Dataset entries:
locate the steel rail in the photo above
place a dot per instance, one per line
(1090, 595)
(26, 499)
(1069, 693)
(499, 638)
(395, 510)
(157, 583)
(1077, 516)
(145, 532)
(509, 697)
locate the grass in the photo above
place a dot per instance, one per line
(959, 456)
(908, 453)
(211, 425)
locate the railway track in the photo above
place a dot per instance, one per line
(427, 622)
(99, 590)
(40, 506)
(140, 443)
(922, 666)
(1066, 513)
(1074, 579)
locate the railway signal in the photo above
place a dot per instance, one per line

What needs to be done ▸
Please rewrite the listing above as a numbered list, leaving out any blank lines.

Result of this task ▸
1. locate the steel rail in the photo above
2. place a dot per instance, one per line
3. (1090, 595)
4. (26, 499)
5. (1069, 693)
6. (499, 638)
7. (395, 510)
8. (157, 583)
9. (1077, 516)
10. (145, 532)
11. (509, 697)
12. locate the grass in the photo above
13. place a dot per instance, one per line
14. (959, 456)
15. (908, 453)
16. (211, 425)
17. locate the railway track in the photo above
18. place a dot per instance, one per line
19. (427, 622)
20. (99, 590)
21. (40, 506)
22. (140, 443)
23. (922, 666)
24. (1066, 513)
25. (1074, 579)
26. locate the railway signal in the photo above
27. place a dot per instance, one per line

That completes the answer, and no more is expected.